### Supplied text

----

The biggest constraint is that the Innovation Graph only tracks public GitHub activity, meaning all proprietary, closed-source enterprise software development is excluded. This likely underestimates the digital complexity of countries with weaker open source cultures, where more development happens in private repositories.

The current time window of 2020–2023 is sufficient for cross-sectional analysis but too short to test long-run growth predictions, which ECI is designed for. Economic structures shift over decades, not quarters, so the team recommends expanding the dataset to 20 years of historical data to validate long-term predictive power.

The language-level granularity of the current Innovation Graph is another limitation. The team’s workaround of clustering languages into bundles improves on raw language counts, but ideal data would include project-level details: frameworks, libraries, and use cases (e.g., fintech vs. game engine development) rather than just languages. The team used GitHub Topics as a robustness check but found the data too noisy and incomplete for primary analysis.

Methodological Trade-offs

The ECI method requires binarizing the revealed comparative advantage matrix, which simplifies complex specialization patterns into binary yes/no specializations. This can obscure nuance in countries with moderate but not disproportionate activity in a bundle. The hierarchical clustering used to create software bundles also involves subjective choices about similarity thresholds, which can affect final ECI scores.

Policy Trade-offs

For policymakers, using software ECI to guide talent policy involves trade-offs. While attracting software talent can boost digital complexity, overregulation of data use or poorly designed worker protection laws can drive talent away. The high mobility of software developers means policies that work in one country can be easily undermined by competing jurisdictions with more favorable rules.

----

Dataset entries:
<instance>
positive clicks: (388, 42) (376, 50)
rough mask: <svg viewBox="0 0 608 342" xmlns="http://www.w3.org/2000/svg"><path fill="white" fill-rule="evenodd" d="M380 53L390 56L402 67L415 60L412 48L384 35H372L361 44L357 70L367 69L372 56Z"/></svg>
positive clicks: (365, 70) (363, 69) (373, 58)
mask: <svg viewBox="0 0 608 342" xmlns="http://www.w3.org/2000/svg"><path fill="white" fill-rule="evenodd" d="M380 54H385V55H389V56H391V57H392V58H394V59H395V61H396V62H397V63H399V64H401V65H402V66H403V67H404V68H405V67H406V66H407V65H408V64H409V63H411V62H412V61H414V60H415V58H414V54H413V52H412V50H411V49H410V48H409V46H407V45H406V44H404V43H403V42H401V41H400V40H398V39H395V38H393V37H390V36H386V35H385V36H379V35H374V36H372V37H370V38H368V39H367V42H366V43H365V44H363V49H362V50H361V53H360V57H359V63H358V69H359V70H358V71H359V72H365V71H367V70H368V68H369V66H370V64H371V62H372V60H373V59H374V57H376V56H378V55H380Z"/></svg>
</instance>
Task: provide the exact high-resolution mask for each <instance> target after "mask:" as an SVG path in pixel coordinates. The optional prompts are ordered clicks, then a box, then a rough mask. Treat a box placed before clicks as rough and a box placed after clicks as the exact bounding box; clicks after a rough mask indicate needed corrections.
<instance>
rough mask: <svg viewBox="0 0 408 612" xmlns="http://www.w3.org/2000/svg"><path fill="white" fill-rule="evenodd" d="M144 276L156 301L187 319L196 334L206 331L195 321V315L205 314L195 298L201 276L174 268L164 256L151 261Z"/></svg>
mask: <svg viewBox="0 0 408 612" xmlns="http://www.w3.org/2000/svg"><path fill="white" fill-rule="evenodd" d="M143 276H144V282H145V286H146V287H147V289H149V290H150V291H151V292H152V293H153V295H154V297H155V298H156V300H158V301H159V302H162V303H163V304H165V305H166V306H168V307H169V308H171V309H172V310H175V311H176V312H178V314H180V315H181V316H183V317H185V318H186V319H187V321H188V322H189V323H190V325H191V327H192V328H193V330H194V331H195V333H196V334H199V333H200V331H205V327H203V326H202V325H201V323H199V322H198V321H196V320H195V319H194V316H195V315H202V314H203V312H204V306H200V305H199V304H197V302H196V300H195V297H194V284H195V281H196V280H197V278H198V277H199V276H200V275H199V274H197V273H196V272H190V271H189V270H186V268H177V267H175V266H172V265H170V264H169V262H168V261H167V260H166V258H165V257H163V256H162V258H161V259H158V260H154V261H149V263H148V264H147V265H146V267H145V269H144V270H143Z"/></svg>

----

### Activity 1
Summarize the passage on the limits of the software ECI analysis in two sentences.
### Activity 2
Write the next part of the passage on the limits of the software ECI analysis, picking up after its final sentence.

### Reply 1
The Innovation Graph data has gaps: it tracks only public GitHub activity, its 2020–2023 window is too short to test long-run growth predictions, and it records languages rather than project-level details. Methodologically, binarizing the revealed comparative advantage matrix and making subjective clustering choices can obscure nuance and affect ECI scores, while for policy, developers' high mobility means poorly designed rules can drive talent to competing jurisdictions.

### Reply 2
Researcher Backgrounds and Advice

The research team represents an interdisciplinary mix of economic geographers, computational social scientists, physicists, and causal machine learning experts. Their career paths highlight the value of cross-field collaboration:

  • Johannes Wachs moved from mathematics to computational social science, focusing on digital data traces to study human behavior.
  • Sándor Juhász trained in traditional economic geography, applying network methods to regional development.
  • Jermain Kaminski combined entrepreneurial projects with academic research, building multimodal machine learning pipelines before focusing on causal inference.
  • César Hidalgo started in physics, applying network tools to economic development to create the field of economic complexity.

All four emphasize the importance of early collaboration, avoiding sunk cost fallacies in research projects, and building tools that compound in value over time. As César Hidalgo advises, "The key is to invest in things that grow or compound. The question you need to ask when working on a project is whether you honestly believe that the project will be more important in a decade from now than today. If the answer is yes, that’s probably a good project."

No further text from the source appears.